[Input start]

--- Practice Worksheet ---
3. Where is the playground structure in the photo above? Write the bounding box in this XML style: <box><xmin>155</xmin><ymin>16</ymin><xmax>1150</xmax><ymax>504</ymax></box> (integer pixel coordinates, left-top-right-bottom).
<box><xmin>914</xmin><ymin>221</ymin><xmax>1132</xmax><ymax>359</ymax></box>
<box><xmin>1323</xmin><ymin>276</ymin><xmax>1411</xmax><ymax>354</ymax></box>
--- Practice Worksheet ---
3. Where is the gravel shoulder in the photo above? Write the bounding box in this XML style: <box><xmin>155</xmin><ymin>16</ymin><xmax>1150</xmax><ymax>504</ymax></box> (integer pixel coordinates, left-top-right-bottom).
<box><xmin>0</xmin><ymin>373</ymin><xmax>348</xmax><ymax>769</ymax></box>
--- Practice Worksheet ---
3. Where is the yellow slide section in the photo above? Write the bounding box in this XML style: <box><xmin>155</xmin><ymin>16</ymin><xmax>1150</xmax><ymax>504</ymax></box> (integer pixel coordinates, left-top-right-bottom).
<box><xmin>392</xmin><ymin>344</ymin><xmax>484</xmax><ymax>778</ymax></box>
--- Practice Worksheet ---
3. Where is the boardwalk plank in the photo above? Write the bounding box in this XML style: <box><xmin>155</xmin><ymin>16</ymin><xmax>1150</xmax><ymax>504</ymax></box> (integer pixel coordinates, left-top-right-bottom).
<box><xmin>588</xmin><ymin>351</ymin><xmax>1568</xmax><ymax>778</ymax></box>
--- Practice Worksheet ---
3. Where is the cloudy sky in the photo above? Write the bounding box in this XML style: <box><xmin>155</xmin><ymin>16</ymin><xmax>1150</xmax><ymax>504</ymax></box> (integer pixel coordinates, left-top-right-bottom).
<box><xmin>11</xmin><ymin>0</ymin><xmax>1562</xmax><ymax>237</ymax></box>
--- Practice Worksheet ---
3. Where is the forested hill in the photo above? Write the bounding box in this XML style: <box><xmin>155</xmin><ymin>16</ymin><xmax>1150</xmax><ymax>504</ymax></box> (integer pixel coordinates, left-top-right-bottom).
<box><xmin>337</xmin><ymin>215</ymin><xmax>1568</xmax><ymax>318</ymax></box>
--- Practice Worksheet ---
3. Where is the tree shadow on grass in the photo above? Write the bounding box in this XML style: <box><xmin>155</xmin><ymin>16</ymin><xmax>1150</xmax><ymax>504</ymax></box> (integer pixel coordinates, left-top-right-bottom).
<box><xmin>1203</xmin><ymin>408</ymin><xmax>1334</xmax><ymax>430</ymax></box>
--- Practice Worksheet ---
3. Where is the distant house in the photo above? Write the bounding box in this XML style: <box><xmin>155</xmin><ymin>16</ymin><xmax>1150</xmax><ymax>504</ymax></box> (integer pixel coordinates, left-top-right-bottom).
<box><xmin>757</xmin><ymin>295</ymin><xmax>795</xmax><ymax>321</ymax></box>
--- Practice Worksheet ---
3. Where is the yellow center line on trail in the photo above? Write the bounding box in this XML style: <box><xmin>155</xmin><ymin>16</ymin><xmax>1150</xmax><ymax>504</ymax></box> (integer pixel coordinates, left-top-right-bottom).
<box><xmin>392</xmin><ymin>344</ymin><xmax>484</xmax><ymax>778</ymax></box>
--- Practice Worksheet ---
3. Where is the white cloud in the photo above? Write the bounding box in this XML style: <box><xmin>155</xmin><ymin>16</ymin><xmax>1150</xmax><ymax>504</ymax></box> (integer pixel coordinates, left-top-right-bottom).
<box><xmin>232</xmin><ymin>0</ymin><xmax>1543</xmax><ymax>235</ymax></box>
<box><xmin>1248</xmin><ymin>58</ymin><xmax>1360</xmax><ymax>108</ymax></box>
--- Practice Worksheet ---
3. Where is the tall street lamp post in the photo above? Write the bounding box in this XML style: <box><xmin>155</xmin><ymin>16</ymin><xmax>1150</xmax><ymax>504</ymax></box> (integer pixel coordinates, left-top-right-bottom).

[Input end]

Exercise brief:
Find each line of the records above that includes the word "yellow", and copy those lines in full.

Solved problem:
3. Where is the yellow slide section in the photo above? Write the bounding box in this XML style: <box><xmin>155</xmin><ymin>16</ymin><xmax>1150</xmax><ymax>504</ymax></box> (integer pixel coordinates, left-top-right-bottom).
3. Where is the yellow center line on trail in the photo above? Write the bounding box in this XML style: <box><xmin>155</xmin><ymin>16</ymin><xmax>1150</xmax><ymax>504</ymax></box> (integer pixel coordinates, left-top-right-bottom).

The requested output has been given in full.